▼▼▼

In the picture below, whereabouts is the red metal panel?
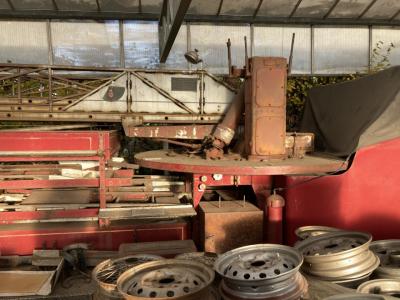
[245,57,287,160]
[283,139,400,244]
[0,222,188,255]
[0,131,119,161]
[0,178,133,189]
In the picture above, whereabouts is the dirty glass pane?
[314,26,368,74]
[0,1,11,9]
[124,21,159,68]
[190,24,250,74]
[254,26,311,74]
[11,0,54,10]
[51,20,120,67]
[188,0,219,16]
[372,27,400,66]
[257,0,298,17]
[165,25,189,69]
[98,0,139,12]
[216,0,259,16]
[0,21,49,64]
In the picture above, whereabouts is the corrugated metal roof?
[0,0,400,25]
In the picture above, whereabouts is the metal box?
[199,201,264,253]
[245,57,287,160]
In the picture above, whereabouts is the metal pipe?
[265,191,285,244]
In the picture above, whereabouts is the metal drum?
[369,240,400,279]
[117,259,215,300]
[92,254,163,300]
[295,226,341,240]
[296,231,379,286]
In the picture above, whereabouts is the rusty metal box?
[199,201,264,253]
[245,57,287,160]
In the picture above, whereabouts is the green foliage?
[286,41,395,131]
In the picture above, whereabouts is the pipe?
[265,191,285,244]
[205,85,244,159]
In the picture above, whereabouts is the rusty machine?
[0,37,347,254]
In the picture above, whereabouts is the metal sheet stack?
[296,231,379,287]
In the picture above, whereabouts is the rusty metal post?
[17,68,22,104]
[205,86,244,159]
[226,39,232,76]
[265,191,285,244]
[48,68,53,111]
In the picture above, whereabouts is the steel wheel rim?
[92,254,164,294]
[214,244,308,300]
[357,279,400,298]
[370,240,400,279]
[324,293,386,300]
[295,231,379,281]
[175,252,218,268]
[295,226,342,240]
[214,244,303,286]
[117,259,214,300]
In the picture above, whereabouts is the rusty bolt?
[200,175,207,182]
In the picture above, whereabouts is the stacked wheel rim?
[324,293,386,300]
[92,254,163,299]
[117,259,214,300]
[175,252,218,268]
[357,279,400,298]
[370,240,400,279]
[296,231,379,284]
[295,226,341,240]
[214,244,307,300]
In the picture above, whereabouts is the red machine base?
[282,139,400,244]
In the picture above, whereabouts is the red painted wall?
[279,139,400,244]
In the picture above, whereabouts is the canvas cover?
[300,66,400,157]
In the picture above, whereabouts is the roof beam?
[324,0,340,19]
[217,0,224,16]
[0,9,160,21]
[253,0,264,18]
[390,9,400,21]
[185,14,400,26]
[7,0,15,10]
[158,0,191,63]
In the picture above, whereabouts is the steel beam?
[158,0,191,63]
[0,8,400,25]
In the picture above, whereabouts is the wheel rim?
[117,259,214,299]
[295,231,379,281]
[370,240,400,279]
[92,254,163,293]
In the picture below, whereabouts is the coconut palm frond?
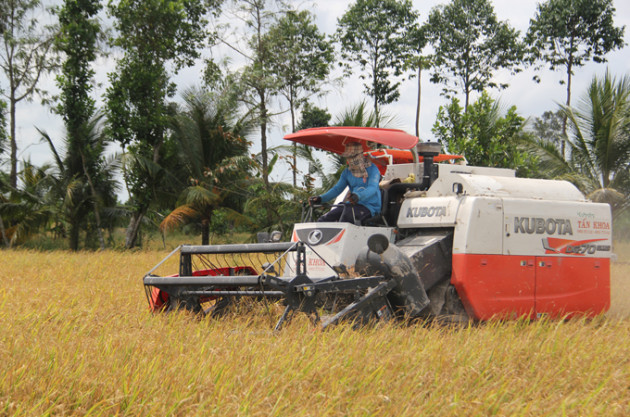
[160,205,201,232]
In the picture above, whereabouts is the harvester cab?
[144,127,612,328]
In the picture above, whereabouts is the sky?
[0,0,630,192]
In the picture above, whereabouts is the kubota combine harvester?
[144,127,612,328]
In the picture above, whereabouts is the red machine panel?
[451,254,536,320]
[451,254,610,320]
[536,256,610,318]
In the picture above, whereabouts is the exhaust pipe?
[355,234,429,318]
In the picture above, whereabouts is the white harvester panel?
[503,199,612,258]
[398,196,460,229]
[291,222,394,278]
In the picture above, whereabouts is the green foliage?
[0,0,57,188]
[40,115,118,250]
[265,10,333,131]
[532,110,563,146]
[526,0,624,80]
[160,89,251,244]
[223,0,283,185]
[297,102,332,130]
[433,92,537,177]
[425,0,523,108]
[563,72,630,200]
[0,161,57,246]
[55,0,105,250]
[336,0,418,127]
[106,0,217,247]
[0,100,8,157]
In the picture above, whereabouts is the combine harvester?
[143,127,612,329]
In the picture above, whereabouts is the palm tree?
[563,71,630,197]
[39,114,118,250]
[0,161,56,247]
[532,72,630,215]
[160,89,253,245]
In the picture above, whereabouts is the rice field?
[0,245,630,416]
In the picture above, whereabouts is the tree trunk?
[560,47,573,160]
[9,95,17,188]
[68,219,81,252]
[259,90,269,189]
[0,215,11,248]
[416,61,422,138]
[80,151,105,250]
[201,219,210,245]
[125,209,144,249]
[289,98,297,187]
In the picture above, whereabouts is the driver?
[308,142,381,225]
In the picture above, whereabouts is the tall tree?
[433,91,537,176]
[336,0,418,127]
[0,0,56,188]
[0,100,7,157]
[40,114,118,250]
[405,25,433,137]
[426,0,523,109]
[160,90,251,245]
[266,10,333,187]
[532,110,564,149]
[297,102,332,130]
[106,0,218,248]
[220,0,278,187]
[526,0,625,155]
[55,0,105,250]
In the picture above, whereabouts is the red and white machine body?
[292,164,612,320]
[398,165,612,319]
[286,128,612,320]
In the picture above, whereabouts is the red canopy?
[284,126,418,154]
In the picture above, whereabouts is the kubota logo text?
[514,217,573,235]
[407,206,446,217]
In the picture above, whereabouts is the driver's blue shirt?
[320,164,381,216]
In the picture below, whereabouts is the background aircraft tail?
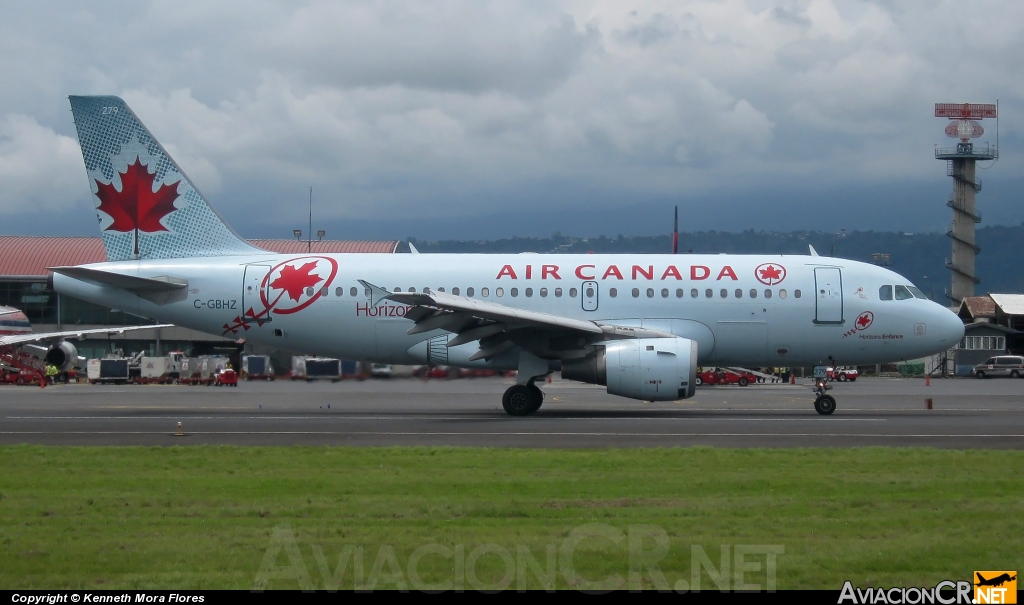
[70,96,265,261]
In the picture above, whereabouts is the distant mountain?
[410,224,1024,302]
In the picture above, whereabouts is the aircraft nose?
[935,303,964,349]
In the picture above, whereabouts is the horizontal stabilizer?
[49,267,188,304]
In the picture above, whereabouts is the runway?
[0,378,1024,448]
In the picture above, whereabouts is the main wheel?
[502,385,543,416]
[814,395,836,416]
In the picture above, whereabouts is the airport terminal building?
[0,235,398,364]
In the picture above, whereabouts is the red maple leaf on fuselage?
[270,261,324,302]
[96,157,178,254]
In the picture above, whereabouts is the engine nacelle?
[562,338,697,401]
[44,341,78,372]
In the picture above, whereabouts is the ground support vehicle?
[292,355,342,382]
[242,355,274,380]
[973,355,1024,378]
[696,368,758,387]
[212,368,239,387]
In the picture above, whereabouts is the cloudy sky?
[0,0,1024,240]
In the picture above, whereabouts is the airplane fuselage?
[53,253,963,369]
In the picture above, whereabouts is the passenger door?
[580,282,598,311]
[814,267,843,323]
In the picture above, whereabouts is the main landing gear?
[502,382,544,416]
[814,379,836,416]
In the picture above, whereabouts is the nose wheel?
[502,384,544,416]
[814,380,836,416]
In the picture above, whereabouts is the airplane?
[51,96,964,416]
[0,305,173,387]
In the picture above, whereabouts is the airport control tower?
[935,101,999,307]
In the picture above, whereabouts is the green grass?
[0,446,1024,590]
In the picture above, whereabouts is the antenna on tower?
[672,206,679,254]
[935,99,999,305]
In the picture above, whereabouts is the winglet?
[357,279,391,307]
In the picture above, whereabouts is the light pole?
[292,187,327,254]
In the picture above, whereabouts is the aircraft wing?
[0,323,174,347]
[359,279,674,359]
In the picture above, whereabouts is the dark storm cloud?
[0,0,1024,237]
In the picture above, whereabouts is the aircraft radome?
[46,96,964,416]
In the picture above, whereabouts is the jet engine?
[562,337,697,401]
[43,341,78,372]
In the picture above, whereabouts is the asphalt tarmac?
[0,378,1024,449]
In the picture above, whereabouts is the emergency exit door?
[242,265,270,321]
[580,282,597,311]
[814,267,843,323]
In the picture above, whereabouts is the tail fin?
[70,96,265,261]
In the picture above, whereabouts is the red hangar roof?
[0,235,398,278]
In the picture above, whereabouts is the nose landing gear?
[814,379,836,416]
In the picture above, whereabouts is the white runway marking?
[6,414,889,422]
[0,431,1024,439]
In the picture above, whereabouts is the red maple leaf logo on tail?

▲▲▲

▶ [WHAT IS NEEDED]:
Please copy out again the lines from the one containing "In the picture above, whereabouts is the airplane?" through the one containing "[0,0,1024,237]", keeping every line, and add -32 to each coordinate in the bounding boxes.

▶ [ANSWER TO THIS TASK]:
In the picture above, whereabouts is the airplane?
[19,64,932,384]
[-32,273,141,355]
In the picture above, whereabouts is the airport control tower?
[903,69,967,275]
In the picture above, whereabouts is the green grass?
[-32,414,992,558]
In the picture above, whereabouts is the antenna on tower?
[640,174,647,222]
[903,67,967,273]
In the picture above, whereabouts is the winglet?
[325,247,359,275]
In the picture above, whereabouts is the light pole?
[260,155,295,222]
In the picture above, whereabouts is the aircraft wing?
[-32,291,142,315]
[327,247,642,327]
In the picture above, whereabouts is the dark storm cloud?
[-32,-32,992,205]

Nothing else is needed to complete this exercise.